• Object position labeling entries
......

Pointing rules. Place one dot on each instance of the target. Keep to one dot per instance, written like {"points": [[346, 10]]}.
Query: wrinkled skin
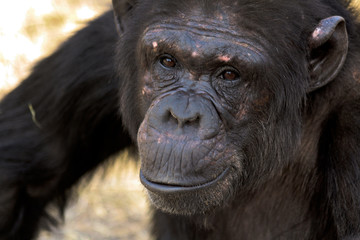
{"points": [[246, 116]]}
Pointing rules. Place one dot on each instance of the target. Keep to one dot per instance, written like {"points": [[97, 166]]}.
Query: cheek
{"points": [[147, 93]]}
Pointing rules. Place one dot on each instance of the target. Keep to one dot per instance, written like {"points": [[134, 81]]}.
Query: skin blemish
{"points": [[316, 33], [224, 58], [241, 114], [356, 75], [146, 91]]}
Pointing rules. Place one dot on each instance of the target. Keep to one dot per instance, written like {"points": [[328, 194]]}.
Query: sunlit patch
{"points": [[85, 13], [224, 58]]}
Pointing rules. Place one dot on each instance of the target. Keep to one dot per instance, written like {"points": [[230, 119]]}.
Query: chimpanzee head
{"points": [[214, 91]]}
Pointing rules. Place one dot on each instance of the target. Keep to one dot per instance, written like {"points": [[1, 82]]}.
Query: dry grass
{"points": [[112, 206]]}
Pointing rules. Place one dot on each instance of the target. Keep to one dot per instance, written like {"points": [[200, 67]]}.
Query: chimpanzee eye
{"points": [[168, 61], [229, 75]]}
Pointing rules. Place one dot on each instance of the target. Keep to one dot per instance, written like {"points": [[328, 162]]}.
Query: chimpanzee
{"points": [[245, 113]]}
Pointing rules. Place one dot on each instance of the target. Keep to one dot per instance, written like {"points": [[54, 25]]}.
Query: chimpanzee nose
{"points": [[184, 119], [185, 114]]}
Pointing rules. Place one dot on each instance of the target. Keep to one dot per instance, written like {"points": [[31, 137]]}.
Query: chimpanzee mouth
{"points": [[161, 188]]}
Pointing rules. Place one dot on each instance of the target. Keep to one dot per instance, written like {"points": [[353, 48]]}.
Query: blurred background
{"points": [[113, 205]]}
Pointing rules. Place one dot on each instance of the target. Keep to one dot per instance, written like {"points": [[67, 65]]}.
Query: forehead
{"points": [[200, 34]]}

......

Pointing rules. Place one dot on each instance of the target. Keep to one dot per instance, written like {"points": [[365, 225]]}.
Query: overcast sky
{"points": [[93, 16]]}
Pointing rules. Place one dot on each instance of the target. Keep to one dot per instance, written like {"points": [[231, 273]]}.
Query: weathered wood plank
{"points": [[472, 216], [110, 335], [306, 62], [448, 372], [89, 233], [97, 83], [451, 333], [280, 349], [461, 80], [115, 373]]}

......

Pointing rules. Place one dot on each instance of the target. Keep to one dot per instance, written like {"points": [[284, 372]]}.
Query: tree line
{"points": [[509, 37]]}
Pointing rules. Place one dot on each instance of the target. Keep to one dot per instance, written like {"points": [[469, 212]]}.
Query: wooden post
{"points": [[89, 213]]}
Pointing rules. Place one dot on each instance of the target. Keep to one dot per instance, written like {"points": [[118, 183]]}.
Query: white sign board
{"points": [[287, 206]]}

......

How many lines in the listing contain the word "chimpanzee"? Reply with only the number.

• Response
5